• RECORDS FOR THIS TASK:
# # #

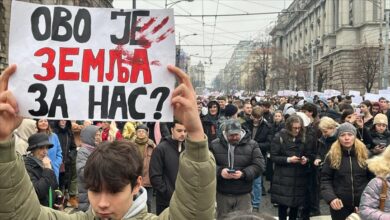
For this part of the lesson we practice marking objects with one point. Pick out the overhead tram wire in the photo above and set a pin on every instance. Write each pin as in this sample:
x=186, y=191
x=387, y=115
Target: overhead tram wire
x=241, y=14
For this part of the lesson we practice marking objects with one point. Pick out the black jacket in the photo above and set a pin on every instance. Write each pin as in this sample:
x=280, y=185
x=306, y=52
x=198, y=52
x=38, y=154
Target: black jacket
x=163, y=169
x=289, y=181
x=346, y=183
x=68, y=145
x=210, y=127
x=378, y=139
x=324, y=146
x=263, y=134
x=247, y=158
x=42, y=179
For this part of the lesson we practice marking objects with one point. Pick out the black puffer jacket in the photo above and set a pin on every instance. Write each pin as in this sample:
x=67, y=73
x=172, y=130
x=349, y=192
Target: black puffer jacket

# # #

• AIM OF THE TASK: Print the line with "x=280, y=185" and every line after it in the entries above, exactly as written. Leave out all other lines.

• RESPONSE FOR THIS EXERCISE:
x=280, y=185
x=306, y=52
x=198, y=52
x=38, y=154
Target: black jacket
x=163, y=169
x=289, y=181
x=346, y=183
x=68, y=145
x=210, y=127
x=378, y=139
x=324, y=146
x=263, y=134
x=247, y=158
x=42, y=179
For this part of the lesson we practice marking objects with one point. Pick out the black puffer jacket in the photo above and set a pin on every instance. Write each pin as in this sample:
x=67, y=73
x=172, y=130
x=349, y=192
Target: black puffer jacket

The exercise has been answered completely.